■ **Vorliegender Text**:
- - -
In dem kleinen Dorfe Andiuba machten wir einen kurzen Halt, worauf wir nach dreistündigem Marsche die große Ansiedelung von Addiguhha erreichten. Am 4. December trafen wir nach einer 4½stündigen Wanderung in Ngwetsa ein, wo wir das Lager außerhalb der Bananenpflanzung aufschlugen. Wir waren durch zehn Zwergendörfer gekommen, ohne auch nur einen der Bewohner gesehen zu haben. Der Wald war dicht, das Unterholz üppig. Streifen von schlammartigem Morast, durchflossen von kleinen Wasserläufen, trennten die einzelnen Dörfer voneinander. An einer solchen Stelle hatten wir uns am 4. December gelagert. Bald darauf schritt eine Ziege mit vollem Euter in Begleitung von zwei schönen, 4 Monate alten Ziegenlämmern mitten ins Lager hinein, wo wir die Familie einen Augenblick anstarrten, dann aber aufsprangen, die unzweifelhaft eine Gabe der Götter bildenden Thiere ergriffen und opferten. Eine halbe Stunde später erfuhren wir, daß einer der Utschu-Eingeborenen des Herrn Bonny einen Pfeilschuß in den Rücken bekommen und die Zwerge einen Manjemaknaben angegriffen und getödtet hatten. Ich schickte sofort ein Detachement aus, um die Leiche des Knaben in den Wald zu bringen, wo seine Freunde sie beerdigen konnten, doch war das Fleisch am nächsten Morgen verschwunden.
- - -
[Zeigedaten zu referenzierenden Ausdrücken]
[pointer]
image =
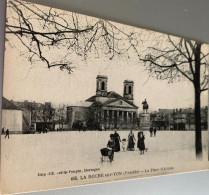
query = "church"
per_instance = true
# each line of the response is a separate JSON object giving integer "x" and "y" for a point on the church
{"x": 106, "y": 109}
- - -
■ **Aufgabe 1**: Wie lange war die Gruppe laut dem vorliegenden Text unterwegs, bevor sie am 4. December in Ngwetsa eintraf?
■ **Aufgabe 2**: Zählen Sie alle Ortschaften auf, die im vorliegenden Text mit Namen genannt werden.

■ **Ihre Lösung 1**: Die Wanderung nach Ngwetsa dauerte 4½ Stunden.

■ **Ihre Lösung 2**: Andiuba, Addiguhha, Ngwetsa